Task:
Your task is to return the line containing "A point falls on each instance of the truck" plus every line after it, exactly and with nothing added.

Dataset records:
_____
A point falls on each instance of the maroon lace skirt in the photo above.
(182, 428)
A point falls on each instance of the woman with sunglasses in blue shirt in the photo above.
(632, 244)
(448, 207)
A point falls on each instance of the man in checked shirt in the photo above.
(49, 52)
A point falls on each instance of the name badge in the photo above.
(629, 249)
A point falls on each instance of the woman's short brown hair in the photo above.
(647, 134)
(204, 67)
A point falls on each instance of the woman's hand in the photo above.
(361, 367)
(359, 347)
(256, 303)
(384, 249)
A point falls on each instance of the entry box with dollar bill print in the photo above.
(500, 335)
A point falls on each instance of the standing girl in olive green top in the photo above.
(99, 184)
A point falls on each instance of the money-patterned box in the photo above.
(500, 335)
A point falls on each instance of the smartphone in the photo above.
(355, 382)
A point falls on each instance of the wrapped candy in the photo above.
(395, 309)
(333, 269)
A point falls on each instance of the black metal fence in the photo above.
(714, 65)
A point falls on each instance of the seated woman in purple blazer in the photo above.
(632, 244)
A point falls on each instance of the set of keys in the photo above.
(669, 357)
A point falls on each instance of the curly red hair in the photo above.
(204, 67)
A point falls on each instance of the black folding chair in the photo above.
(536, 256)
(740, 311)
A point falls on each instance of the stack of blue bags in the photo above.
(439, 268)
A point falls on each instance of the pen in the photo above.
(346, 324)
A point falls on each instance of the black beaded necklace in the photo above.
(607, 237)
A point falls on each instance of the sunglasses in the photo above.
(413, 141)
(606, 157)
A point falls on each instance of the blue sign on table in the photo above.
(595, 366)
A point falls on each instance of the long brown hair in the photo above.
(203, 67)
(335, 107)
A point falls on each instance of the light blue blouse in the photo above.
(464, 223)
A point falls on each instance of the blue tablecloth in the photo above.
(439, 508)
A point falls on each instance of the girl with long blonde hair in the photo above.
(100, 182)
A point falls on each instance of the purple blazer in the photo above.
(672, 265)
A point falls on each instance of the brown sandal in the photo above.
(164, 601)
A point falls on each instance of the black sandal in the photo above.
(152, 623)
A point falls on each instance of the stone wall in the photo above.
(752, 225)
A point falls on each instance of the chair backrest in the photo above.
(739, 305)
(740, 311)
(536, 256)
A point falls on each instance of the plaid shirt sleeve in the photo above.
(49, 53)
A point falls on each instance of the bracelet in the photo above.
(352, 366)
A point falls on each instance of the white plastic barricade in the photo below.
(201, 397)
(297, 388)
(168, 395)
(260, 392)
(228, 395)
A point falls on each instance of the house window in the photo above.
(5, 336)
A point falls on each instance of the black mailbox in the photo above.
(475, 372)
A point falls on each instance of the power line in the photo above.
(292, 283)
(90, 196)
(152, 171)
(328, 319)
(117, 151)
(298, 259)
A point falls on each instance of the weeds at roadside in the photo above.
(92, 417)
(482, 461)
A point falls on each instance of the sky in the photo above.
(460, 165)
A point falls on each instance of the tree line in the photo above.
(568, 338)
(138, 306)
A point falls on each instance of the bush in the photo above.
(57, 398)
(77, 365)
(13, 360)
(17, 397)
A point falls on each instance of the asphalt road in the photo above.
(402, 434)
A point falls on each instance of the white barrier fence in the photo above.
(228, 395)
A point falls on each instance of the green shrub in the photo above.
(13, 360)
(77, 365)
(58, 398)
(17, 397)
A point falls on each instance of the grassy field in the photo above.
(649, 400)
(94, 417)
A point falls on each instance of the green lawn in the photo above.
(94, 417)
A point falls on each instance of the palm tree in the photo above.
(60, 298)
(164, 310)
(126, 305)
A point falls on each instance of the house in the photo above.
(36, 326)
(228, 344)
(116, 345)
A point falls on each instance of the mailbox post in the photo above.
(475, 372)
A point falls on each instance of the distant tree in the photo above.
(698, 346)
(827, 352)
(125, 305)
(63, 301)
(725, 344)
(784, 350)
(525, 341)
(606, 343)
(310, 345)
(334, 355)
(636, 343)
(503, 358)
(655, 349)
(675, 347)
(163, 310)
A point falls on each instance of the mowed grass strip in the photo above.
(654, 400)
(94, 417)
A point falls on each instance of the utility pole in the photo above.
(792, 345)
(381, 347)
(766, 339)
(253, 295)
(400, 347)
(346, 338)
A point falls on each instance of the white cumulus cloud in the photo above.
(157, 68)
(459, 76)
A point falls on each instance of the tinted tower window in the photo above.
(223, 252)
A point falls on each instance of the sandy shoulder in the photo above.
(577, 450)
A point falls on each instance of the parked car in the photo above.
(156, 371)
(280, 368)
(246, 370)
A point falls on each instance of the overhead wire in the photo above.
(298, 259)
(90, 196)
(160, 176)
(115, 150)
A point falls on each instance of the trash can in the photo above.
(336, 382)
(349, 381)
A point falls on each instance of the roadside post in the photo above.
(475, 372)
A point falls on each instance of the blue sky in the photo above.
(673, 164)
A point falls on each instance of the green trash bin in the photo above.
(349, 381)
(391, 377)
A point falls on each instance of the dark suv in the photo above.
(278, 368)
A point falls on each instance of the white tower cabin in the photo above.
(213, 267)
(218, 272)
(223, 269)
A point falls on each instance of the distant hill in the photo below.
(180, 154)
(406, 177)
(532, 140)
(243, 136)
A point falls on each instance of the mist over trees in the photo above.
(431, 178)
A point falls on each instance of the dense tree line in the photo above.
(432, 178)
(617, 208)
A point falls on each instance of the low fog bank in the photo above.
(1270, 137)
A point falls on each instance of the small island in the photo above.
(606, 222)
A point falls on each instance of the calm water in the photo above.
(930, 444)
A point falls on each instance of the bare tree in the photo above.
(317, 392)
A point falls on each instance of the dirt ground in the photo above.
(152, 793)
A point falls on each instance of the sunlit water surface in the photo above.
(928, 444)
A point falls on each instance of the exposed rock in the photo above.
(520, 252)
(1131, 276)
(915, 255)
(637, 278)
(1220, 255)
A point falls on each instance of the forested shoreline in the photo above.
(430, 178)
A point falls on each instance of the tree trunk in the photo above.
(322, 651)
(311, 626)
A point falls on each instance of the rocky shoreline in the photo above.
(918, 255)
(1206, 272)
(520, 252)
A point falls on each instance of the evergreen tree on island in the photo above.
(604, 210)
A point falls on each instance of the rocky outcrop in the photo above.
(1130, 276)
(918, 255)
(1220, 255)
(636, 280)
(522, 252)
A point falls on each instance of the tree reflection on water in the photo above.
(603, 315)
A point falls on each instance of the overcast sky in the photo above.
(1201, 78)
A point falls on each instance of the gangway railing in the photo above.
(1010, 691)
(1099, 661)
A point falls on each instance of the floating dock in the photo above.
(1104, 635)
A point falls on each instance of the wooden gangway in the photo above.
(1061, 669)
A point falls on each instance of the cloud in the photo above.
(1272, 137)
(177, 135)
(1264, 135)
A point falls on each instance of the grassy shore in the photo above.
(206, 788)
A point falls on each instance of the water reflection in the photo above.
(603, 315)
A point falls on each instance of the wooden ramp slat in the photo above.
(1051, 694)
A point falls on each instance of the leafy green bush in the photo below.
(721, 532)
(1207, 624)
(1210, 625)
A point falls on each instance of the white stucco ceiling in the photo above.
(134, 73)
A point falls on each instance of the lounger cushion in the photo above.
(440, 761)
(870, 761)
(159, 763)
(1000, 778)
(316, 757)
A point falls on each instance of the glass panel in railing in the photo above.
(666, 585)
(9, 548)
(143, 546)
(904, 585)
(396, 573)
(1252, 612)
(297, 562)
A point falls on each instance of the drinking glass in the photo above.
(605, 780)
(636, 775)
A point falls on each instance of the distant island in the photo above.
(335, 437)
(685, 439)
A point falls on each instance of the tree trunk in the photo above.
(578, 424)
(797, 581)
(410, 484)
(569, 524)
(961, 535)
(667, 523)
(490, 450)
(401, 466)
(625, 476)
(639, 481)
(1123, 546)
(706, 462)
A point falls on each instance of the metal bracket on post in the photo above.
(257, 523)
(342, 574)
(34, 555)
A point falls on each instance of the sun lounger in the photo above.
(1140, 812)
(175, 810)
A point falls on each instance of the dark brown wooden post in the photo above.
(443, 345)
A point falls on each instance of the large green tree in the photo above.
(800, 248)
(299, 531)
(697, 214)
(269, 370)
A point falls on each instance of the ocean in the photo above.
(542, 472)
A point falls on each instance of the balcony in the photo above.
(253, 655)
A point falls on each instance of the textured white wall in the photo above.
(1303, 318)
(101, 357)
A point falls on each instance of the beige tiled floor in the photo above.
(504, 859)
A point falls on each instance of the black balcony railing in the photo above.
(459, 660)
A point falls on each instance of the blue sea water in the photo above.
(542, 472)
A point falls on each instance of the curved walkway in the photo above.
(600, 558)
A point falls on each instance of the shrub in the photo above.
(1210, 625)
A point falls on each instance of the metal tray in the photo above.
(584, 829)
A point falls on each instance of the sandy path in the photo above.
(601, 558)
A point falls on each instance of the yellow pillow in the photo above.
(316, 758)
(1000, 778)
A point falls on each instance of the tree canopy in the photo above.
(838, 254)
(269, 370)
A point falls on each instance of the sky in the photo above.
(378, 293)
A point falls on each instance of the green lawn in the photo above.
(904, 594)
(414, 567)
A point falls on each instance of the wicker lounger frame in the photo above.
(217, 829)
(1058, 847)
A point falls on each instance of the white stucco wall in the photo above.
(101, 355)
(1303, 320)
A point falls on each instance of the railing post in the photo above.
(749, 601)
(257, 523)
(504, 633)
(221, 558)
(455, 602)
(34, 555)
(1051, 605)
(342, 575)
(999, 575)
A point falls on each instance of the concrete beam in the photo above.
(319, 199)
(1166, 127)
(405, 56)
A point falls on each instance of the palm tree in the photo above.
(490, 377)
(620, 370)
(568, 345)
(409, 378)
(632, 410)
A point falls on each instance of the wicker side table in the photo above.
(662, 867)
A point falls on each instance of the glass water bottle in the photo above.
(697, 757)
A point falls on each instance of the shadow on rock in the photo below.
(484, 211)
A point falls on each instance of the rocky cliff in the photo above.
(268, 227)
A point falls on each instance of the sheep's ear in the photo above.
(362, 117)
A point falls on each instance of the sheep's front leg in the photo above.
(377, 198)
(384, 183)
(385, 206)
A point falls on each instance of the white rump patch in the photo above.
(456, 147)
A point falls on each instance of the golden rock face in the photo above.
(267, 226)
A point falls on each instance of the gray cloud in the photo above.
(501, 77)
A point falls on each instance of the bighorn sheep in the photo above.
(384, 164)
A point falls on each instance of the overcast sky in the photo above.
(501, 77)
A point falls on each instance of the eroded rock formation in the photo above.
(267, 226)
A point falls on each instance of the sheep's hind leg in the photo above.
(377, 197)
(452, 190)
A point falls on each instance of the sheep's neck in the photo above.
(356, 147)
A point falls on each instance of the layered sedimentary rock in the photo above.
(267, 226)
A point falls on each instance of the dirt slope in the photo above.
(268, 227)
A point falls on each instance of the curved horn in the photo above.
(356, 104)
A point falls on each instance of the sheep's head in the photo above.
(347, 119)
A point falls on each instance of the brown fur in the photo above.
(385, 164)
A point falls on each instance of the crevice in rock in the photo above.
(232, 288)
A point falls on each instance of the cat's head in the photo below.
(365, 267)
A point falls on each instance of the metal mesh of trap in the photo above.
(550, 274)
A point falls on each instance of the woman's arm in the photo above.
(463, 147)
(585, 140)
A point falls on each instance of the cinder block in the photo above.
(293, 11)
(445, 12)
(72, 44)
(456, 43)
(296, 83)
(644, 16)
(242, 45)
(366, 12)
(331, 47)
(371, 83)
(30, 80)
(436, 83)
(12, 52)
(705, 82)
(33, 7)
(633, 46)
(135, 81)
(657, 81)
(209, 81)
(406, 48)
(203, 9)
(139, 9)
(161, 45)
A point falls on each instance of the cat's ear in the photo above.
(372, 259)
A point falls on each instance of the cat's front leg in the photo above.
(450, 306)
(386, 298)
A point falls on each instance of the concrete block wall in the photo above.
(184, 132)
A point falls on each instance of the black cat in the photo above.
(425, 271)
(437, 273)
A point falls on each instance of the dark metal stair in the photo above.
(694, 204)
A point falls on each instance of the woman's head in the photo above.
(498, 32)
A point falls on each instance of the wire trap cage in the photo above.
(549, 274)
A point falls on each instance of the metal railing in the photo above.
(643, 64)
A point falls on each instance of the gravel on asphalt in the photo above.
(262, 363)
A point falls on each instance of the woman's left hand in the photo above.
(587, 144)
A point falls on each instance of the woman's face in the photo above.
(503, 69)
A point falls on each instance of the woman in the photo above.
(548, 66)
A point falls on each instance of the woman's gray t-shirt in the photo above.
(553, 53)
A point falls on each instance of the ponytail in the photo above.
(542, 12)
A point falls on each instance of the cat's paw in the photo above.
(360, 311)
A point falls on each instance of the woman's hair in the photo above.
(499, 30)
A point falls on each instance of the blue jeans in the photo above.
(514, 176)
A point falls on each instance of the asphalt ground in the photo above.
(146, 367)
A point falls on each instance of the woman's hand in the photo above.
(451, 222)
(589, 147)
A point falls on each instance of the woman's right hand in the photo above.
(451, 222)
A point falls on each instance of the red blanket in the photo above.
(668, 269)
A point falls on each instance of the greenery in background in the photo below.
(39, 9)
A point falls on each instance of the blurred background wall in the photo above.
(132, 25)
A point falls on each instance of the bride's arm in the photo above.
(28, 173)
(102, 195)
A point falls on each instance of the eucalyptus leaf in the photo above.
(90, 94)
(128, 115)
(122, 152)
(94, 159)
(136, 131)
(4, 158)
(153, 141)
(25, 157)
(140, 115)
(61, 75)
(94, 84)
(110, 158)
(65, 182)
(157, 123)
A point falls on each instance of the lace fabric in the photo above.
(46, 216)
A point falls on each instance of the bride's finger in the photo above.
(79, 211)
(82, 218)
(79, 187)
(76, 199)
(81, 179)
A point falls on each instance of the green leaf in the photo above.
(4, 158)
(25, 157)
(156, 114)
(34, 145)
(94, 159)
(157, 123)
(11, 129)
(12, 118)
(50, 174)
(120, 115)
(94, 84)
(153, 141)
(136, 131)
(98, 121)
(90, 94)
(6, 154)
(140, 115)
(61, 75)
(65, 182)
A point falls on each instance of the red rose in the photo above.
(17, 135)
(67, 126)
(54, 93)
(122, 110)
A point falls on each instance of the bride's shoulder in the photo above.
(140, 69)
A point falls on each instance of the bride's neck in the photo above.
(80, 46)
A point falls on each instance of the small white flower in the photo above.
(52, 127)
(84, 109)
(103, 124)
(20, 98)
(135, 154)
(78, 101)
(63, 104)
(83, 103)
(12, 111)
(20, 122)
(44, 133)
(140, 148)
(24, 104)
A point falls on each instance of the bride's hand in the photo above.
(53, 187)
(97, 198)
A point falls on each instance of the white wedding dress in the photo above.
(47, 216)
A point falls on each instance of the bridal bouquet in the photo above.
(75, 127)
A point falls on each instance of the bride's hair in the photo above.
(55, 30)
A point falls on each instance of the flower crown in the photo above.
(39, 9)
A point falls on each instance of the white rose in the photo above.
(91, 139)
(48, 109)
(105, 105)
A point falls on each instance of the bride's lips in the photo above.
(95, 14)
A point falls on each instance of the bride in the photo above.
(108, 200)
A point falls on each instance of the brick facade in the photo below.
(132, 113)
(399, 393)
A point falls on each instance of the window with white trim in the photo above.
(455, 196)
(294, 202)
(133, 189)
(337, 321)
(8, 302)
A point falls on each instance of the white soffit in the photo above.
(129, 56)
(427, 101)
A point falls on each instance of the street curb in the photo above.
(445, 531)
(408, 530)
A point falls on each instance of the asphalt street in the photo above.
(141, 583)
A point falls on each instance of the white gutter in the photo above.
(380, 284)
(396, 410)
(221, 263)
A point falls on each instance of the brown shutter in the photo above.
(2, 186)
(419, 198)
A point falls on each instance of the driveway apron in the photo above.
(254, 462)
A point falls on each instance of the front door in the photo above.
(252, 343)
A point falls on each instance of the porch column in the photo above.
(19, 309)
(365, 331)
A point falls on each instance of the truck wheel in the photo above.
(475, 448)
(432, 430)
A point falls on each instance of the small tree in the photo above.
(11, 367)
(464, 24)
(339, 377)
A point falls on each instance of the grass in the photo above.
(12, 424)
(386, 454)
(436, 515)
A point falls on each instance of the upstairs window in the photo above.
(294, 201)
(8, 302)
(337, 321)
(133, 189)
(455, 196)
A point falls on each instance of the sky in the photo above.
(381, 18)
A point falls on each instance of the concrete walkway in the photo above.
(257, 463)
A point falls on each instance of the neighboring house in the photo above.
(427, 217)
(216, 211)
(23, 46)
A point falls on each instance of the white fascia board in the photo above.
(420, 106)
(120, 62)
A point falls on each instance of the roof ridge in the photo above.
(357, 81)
_____
Task response:
A point falls on each instance of the truck wheel in the photo above.
(475, 448)
(432, 430)
A point falls on each instance of the small tree in the photo above.
(11, 367)
(464, 24)
(339, 377)
A point falls on each instance of the grass in the photo above.
(12, 424)
(386, 454)
(436, 515)
A point falls on each instance of the upstairs window in the photo above.
(294, 201)
(8, 302)
(337, 321)
(133, 189)
(455, 196)
A point falls on each instance of the sky in the photo above.
(381, 18)
A point falls on each instance of the concrete walkway in the photo above.
(257, 463)
A point falls on each instance of the neighboring house in the photo above.
(427, 217)
(216, 211)
(23, 46)
A point falls on each instance of the white fascia board in the photo above.
(420, 106)
(120, 62)
A point falls on each instance of the roof ridge in the photo above.
(357, 81)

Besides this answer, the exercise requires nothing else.